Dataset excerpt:
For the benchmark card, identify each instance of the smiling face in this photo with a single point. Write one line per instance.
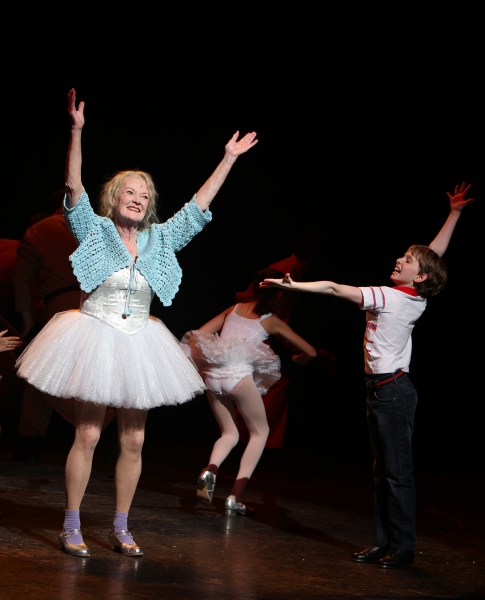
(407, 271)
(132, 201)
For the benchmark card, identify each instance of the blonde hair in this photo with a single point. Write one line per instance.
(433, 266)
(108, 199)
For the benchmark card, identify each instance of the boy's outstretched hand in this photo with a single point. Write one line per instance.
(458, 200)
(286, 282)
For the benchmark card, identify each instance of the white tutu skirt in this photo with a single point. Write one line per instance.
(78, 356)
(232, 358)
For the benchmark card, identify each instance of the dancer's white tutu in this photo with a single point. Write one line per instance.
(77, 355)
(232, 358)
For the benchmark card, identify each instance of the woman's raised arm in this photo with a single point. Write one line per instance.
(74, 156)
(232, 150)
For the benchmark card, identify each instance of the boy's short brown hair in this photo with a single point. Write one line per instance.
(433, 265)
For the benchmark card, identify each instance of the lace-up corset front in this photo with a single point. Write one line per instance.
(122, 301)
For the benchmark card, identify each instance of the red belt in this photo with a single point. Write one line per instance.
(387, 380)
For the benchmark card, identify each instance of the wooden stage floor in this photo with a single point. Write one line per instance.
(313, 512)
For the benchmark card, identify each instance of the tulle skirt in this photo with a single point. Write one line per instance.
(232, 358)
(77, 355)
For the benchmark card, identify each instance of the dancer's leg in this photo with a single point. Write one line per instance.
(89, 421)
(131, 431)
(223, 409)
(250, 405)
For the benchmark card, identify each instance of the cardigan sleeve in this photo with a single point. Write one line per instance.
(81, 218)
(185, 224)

— SHORT PROBLEM —
Rewrite the listing above with "benchmark card" switched to "evaluation sheet" everywhere and nothing else changed. Leave out the pictures.

— RESULT —
For the evaluation sheet, identify each instance of the smiling face in this photo with a single point. Write one line per instance.
(407, 271)
(132, 201)
For the evaluation sheet, identify each instance of the blonde hair in this photo with a single point. Write one line per instance.
(433, 266)
(108, 199)
For the evaluation sheet, identify each instance of the boy's outstretched hand in this photo with a single point. Write one line per instance.
(458, 200)
(286, 282)
For the evaluation sheet, identify each instance of the white tutu skirt in this photo with a single point. Write one line per instance.
(78, 356)
(232, 358)
For the evaluation sheet, identify each instance of the dancer's white tutu in this photo with a single point. Write one line per instance.
(77, 355)
(232, 358)
For the evaluation sheet, identify each instance of the woman's raised arm in this photo with a single point. Write one line per instance.
(74, 156)
(232, 150)
For the evaluation sheet, identify each instance of the boy's short brown hair in this photo with a single point. Write one line per instance.
(433, 265)
For the evaluation sheet, identify each instance of the lace-up corset front in this photo with a single point. Write one line per instance.
(122, 301)
For the evaluation sheet, identify each instance of the red belt in this photo with a single point. Write one line per instance.
(387, 380)
For the evaluation sheet, identify each instance of the wooden stage floor in this photo with a single point. Write one line per instance.
(313, 512)
For the evaluation sheet, identify each instance of the tulle skirt in this photo with a single point. Write one line per instance.
(232, 358)
(77, 355)
For the evaluation sheet, identify each instance of the dancer's leg in this photo with a single point. Write one line per instance.
(89, 421)
(131, 431)
(223, 409)
(250, 405)
For the evaluation sheet, identify each instance of the cardigan sleeve in this photo with a single point. Write one line per instance.
(81, 218)
(185, 224)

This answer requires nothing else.